* **Extract to read**
# [US NR] 3x3 Blindfolded: 29.85 and 29.40 - Noah Arthurs



## Noahaha (Sep 22, 2013)

> This was in the first round of 3BLD at the competition I organized, CCFC Fall 2013. I wasn't disappointed after the solves, just really tired from running cubes all day. I went on to win in the finals with a 33.18.
> 
> Results:
> Round 1: 29.65, DNF. 29.40
> ...


----------



## TheOneOnTheLeft (Sep 22, 2013)

Congrats on the official sub-30s, really nice solves. Also, awesome shirt.


----------



## TheNextFeliks (Sep 22, 2013)

Yæ! Not bad. Sub-30!


----------



## a small kitten (Sep 22, 2013)

How did Kian go back in time?


----------



## antoineccantin (Sep 22, 2013)

a small kitten said:


> How did Kian go back in time?



:tu


----------



## Zane_C (Sep 22, 2013)

Excellent stuff, congrats! :tu


----------



## Coolster01 (Sep 22, 2013)

Wow, USA record for BLD improved a crap load in like one year 

Reaaalllly fast!


----------



## Iggy (Sep 22, 2013)

Finally sub 30, congrats!


----------



## Ollie (Sep 22, 2013)

like a Heisenberg


----------



## Noahaha (Sep 22, 2013)

Here are my solves from the finals:






The times were DNF, 33.18 and 39.44.

I did a shh at the beginning because it was the beginning of the round, and no one had done a solve yet.


----------



## Noahaha (Sep 23, 2013)

Reconstructions!

*29.65*

Scramble: D U2 R2 B2 L2 B2 D' B2 F D' R B R F2 L U' F' R' F

Orient: x' y

Memo:
Corners: UTSJBF = the UTmost sludge (SJ) is BeeFy (the name of a dog)
Edges: ROJLEGLAINAMSB = ROJaiLEGg LAINAMSuB

Execution:

Edges (58):
u R' [U M' U' , R'] R u' (11)
x M U' M' U2 M U' M' x' (7)
[U' M' U , L2] (8)
[U' L' U , M2] (8)
[M' , U' R' U] (8)
x' [M2 , U' R U] (8)

* **Listing**
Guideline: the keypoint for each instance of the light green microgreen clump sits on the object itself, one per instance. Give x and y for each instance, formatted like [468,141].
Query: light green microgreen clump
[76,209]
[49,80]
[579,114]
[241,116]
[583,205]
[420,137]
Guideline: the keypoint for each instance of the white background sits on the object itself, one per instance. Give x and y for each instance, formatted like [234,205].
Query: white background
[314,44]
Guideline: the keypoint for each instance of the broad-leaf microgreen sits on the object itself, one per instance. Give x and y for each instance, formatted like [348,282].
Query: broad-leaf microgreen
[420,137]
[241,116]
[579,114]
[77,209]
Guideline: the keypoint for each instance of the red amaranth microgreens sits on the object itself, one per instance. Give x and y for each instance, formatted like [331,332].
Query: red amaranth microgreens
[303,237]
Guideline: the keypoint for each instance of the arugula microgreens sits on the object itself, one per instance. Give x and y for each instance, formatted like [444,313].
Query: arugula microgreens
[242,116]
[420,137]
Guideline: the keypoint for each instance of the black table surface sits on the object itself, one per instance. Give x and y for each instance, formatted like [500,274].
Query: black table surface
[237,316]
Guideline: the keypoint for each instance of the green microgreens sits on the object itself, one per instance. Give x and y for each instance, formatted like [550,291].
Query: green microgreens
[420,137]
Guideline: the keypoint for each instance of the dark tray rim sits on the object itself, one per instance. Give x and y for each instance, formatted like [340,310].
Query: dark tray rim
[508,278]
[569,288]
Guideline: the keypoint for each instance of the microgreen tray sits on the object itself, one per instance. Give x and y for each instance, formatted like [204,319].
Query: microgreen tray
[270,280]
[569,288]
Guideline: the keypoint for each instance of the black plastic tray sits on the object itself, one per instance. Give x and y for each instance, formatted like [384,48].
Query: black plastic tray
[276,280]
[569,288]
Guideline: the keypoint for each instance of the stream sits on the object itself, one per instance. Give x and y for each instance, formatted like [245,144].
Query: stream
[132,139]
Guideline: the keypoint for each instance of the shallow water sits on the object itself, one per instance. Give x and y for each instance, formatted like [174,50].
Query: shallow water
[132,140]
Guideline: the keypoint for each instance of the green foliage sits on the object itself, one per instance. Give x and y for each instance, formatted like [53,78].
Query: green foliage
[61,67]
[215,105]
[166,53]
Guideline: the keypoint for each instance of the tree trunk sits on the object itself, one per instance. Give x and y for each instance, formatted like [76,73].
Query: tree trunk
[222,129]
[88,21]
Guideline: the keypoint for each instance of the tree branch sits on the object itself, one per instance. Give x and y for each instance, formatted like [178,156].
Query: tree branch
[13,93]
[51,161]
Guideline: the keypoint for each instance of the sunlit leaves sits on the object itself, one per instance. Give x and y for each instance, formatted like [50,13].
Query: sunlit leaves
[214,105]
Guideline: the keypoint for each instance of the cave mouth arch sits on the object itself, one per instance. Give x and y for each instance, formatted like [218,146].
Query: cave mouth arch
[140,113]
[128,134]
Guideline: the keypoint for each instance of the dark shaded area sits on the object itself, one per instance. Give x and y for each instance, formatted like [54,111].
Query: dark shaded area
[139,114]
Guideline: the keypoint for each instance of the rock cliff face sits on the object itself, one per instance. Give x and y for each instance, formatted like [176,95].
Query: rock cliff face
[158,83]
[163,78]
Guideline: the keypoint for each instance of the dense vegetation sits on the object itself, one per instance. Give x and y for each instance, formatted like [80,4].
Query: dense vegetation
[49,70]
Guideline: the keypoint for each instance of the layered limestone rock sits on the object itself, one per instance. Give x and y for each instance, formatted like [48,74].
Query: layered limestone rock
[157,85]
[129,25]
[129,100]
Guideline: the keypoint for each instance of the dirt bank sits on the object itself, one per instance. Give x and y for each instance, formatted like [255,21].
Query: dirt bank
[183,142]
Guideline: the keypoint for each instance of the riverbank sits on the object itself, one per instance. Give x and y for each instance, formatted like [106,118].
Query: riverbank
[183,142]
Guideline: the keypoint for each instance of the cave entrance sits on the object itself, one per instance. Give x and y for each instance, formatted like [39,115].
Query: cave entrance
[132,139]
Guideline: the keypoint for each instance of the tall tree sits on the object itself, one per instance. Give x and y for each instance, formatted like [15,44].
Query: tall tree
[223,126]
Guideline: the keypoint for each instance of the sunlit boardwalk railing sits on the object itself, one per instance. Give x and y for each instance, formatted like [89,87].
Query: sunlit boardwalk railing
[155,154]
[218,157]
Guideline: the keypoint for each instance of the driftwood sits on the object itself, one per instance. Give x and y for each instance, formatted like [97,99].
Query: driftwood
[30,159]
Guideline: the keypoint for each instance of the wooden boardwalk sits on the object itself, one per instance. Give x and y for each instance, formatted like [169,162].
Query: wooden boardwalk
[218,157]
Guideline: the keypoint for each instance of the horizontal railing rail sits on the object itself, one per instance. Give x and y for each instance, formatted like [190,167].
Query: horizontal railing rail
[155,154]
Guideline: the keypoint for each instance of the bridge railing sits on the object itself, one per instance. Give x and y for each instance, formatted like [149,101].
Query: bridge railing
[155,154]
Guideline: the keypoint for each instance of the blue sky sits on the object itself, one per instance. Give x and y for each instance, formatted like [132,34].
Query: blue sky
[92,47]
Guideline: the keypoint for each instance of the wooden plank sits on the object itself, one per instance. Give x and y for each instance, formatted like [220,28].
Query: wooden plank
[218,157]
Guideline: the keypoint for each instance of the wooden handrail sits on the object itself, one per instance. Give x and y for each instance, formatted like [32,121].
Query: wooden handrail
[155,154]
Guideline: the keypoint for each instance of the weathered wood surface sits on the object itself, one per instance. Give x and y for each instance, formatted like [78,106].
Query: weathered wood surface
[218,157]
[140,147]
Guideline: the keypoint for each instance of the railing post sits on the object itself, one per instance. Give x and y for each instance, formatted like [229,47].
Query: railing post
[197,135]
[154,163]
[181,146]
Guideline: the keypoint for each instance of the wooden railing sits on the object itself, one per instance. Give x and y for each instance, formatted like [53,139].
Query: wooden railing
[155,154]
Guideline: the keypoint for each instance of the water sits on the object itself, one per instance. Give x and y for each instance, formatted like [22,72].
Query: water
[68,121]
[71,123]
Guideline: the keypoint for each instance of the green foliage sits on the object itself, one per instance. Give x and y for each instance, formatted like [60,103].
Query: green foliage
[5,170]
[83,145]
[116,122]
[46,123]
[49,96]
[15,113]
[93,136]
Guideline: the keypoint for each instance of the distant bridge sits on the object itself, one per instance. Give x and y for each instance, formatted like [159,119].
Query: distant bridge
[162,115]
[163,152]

* **Complete the following**
A - Answer these questions about the 3BLD record thread:
(i) What was the name of the competition that Noahaha organized?
(ii) What were the three times from Noahaha's finals solves?
(iii) What orientation is given in the reconstruction of the 29.65 solve?
B - Print the part of the 3BLD record thread between "Reconstructions!" and "name of a dog)", inclusive.
C - Proceed with the 3BLD record thread from the point where it stops.
The listing was taken from a separate source.

* **Answers for the exercise**
A -
(i) CCFC Fall 2013
(ii) DNF, 33.18 and 39.44
(iii) x' y

B -
Reconstructions!

*29.65*

Scramble: D U2 R2 B2 L2 B2 D' B2 F D' R B R F2 L U' F' R' F

Orient: x' y

Memo:
Corners: UTSJBF = the UTmost sludge (SJ) is BeeFy (the name of a dog)

C -
[M , U R U'] x (8)

Corners (25):
[U R' U' , L2] (8)
x' [L' , U R2 U'] x (8)
y R' [U2 , R' D' R] R y' (9)

Memo: 11
Execution: 18.5
Scramble: 6|14
Movecount: 83
TPS: 4.5


*29.40*

Scramble: F2 U' L2 U' R2 U' F2 D2 L2 D F' D' R2 F2 L2 B2 R' B' L F'

Memo:
Corners: FHCGKO + Headlights on back of U layer = the FiftH CoG Knocks Out the HEADLIGHTS
Edges: AHJGDVLSMTIF = AHJoGDoVe LeSsMeeTIF

Execution:

Edges (50):
[M2 , u' L' u] (8)
u L' [U' M' U , L'] L u' (11)
R2 (U M' U2 M U) R2 (7)
x' [U' L2 U , M] x (8)
u [M' , U' R U] u' (8)
[M' , U L' U'] (8)

Corners (39):
y' R [U2 , R D2 R'] R' y (9)
[U2 , R' D R] (8)
[R U2 R' , D'] (8)
y' L' U2 L U L' U L R U2 R' U' R U' R' (14)

Memo:10.5
Execution: 18.5
Scramble: 6'|12
Movecount: 89
TPS: 4.8


----------



## TheOneOnTheLeft (Sep 24, 2013)

Do you remember corners more as sentences than images now, seeing as you have to remember them for less than 30 seconds? If not, how do you incorporate things like "fifth" and "utmost" into an image?


----------



## Noahaha (Sep 24, 2013)

TheOneOnTheLeft said:


> Do you remember corners more as sentences than images now, seeing as you have to remember them for less than 30 seconds? If not, how do you incorporate things like "fifth" and "utmost" into an image?



It's about 50/50 at this point, but I've been moving in that direction. 

For fifth, I imagine five of them, and then it's the fifth one that the thing is happening to. For utmost, I either just remember it in the sentence, or imagine whatever comes after in a really extreme way.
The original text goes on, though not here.